→ Provided text:
* * * * * * * * *
Limitations of our study include the small cohort size as well as the selection of probands for inclusion based on high a priori suspicion of a mendelian condition based on clinical characteristics. Future work should include a larger sample size of less highly selected patients with pediatric SNHL.
Conclusions
Long read sequencing, while not in use clinically, has shown promise as a single test capable of detecting diverse genomic variant types in both simple and complex genomic regions. We describe four diagnoses identified in a cohort of 19 pediatric patients with SNHL who had undergone extensive nondiagnostic testing prior to lrGS, further highlighting the promise of this technology to significantly increase diagnostic rates.
Data Availability
Most data needed to evaluate the conclusions in the paper are present in the paper and/or the Supplementary Materials. Additional data related to this paper may be requested from the authors.
* * * * * * * * *
→ Using the information:
- 1) Transcribe the passage of the long-read sequencing excerpt from "Limitations of our" up to and including "with pediatric SNHL.".
- 2) According to the long-read sequencing excerpt, how many pediatric patients with SNHL were in the cohort?
- 3) Resume the excerpt on long-read sequencing, picking up after its final sentence.

Saved entries:
* * * * * * * * *
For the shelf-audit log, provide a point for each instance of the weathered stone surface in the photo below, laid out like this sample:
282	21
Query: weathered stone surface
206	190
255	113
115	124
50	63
* * * * * * * * *
→ Answers to the problems:
- 1)
Limitations of our study include the small cohort size as well as the selection of probands for inclusion based on high a priori suspicion of a mendelian condition based on clinical characteristics. Future work should include a larger sample size of less highly selected patients with pediatric SNHL.

- 2) The cohort included 19 pediatric patients with SNHL.

- 3)
Statements and Declarations
Funding
This work was funded by NIDCD K08 DC19716 and by Escuchar Sin Fronteras Foundation to AES with support from the Boston Children’s Hospital Rare Disease Cohort Initiative.
Author contributions
AES and SER conceived the study. CTS and JMH contributed software. AES, CEF, CN, SER, WJR, and WS performed formal analyses that were validated by AES, CEF, SER, and WS. MZ, AP, CF, CL, EML, SER, and TS conducted the investigation process. AES, MK, and SER secured patient resources. AES, CEF, SER, and WS performed data curation. AES and SER wrote the original draft. AES, CEF, CN, EML, MK, SR, SER, WJR, and WS contributed to reviewing and editing. AES and SER prepared figures. AES, ME, MK, and SR provided supervision. SER, SR, and CEF contributed to project administration. All authors reviewed and approved of the manuscript.
Data Availability
Most data needed to evaluate the conclusions in the paper are present in the paper and/or the Supplementary Materials. Additional data related to this paper may be requested from the authors.
Compliance with ethical standards
Conflict of interest
AES is the principal investigator of an investigator initiated clinical trial, Genetic Newborn Hearing Screening, funded by Akouos/Eli Lilly; the site principal investigator of the sponsored Phase I/II clinical trial OTOF gene therapy with Akous/Eli Lilly; and on the advisory board without compensation for Akous/Eli Lilly and Decibel/Akous. WJR, CN, JMH, CTS, CF, EML, CL, and MAE are employees and shareholders of PacBio. The other authors have no conflicts of interest to declare.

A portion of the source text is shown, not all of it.